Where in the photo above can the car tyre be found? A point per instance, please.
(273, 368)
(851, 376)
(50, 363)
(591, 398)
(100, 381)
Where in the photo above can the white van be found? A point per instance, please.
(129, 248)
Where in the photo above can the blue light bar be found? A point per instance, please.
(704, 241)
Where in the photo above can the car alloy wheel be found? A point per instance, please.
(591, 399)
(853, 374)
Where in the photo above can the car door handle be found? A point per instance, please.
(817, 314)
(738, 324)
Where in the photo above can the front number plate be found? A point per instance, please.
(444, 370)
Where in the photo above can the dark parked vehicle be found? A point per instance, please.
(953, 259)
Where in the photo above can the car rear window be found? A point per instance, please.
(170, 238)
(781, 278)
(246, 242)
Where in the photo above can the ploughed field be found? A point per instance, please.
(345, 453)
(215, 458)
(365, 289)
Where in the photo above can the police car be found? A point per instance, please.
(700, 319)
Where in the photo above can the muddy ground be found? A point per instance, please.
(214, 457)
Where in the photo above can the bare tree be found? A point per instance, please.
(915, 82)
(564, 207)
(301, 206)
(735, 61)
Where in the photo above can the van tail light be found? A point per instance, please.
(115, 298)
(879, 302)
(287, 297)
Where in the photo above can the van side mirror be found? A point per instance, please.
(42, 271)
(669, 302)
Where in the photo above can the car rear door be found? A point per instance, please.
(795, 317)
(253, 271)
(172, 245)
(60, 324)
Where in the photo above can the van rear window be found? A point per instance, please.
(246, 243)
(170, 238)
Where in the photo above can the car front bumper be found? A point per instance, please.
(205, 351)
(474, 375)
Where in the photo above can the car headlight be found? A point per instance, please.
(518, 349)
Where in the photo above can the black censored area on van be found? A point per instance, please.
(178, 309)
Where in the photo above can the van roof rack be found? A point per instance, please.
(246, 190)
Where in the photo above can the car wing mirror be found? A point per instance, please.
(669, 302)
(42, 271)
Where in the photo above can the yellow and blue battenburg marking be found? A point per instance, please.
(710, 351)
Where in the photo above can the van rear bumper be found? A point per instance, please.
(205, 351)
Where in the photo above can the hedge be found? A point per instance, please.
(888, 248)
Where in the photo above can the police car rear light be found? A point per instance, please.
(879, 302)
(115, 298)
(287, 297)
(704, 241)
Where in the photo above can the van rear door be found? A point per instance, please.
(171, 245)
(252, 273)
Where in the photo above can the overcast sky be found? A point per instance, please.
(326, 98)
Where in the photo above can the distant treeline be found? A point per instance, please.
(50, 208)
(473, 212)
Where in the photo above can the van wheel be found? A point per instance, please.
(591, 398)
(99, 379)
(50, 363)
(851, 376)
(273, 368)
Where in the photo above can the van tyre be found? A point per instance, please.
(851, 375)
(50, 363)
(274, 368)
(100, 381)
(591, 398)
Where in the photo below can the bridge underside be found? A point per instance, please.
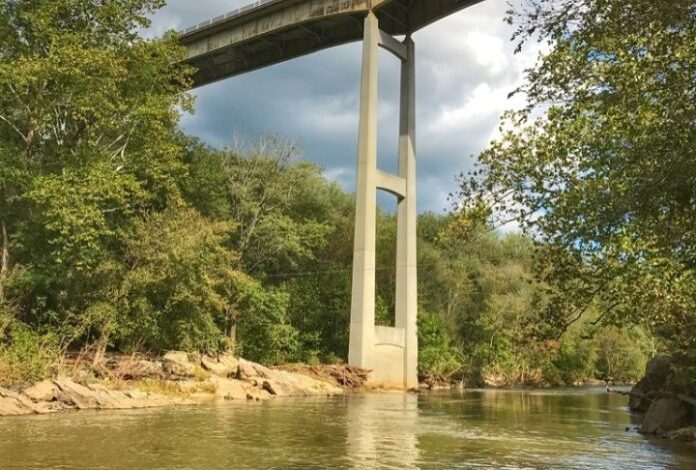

:::::

- **Exercise brief**:
Output, exactly and without pictures, the span of lines that starts at the line containing "Where in the photo above can the hedge" and ends at the last line above.

- **Answer to this problem**:
Where in the photo above can the hedge be found? A point per instance, please.
(888, 248)
Where in the photo above can the police car rear light be found? A point per instance, please.
(879, 302)
(115, 298)
(287, 297)
(704, 241)
Where in the photo above can the van rear door be found? A point per instance, please.
(171, 245)
(252, 273)
Where in the photo above can the overcast sky be found? A point per instance, please.
(326, 98)
Where in the photo above can the distant treeline be found? A point per instance, please.
(50, 208)
(473, 212)
Where in the photo above can the van wheel be found? A point per instance, please.
(591, 398)
(99, 379)
(50, 363)
(851, 376)
(273, 368)
Where in the photo above can the van tyre be found? A point per instance, please.
(851, 375)
(50, 363)
(274, 368)
(100, 381)
(591, 398)
Where in the photo below can the bridge underside be found? A point per instance, please.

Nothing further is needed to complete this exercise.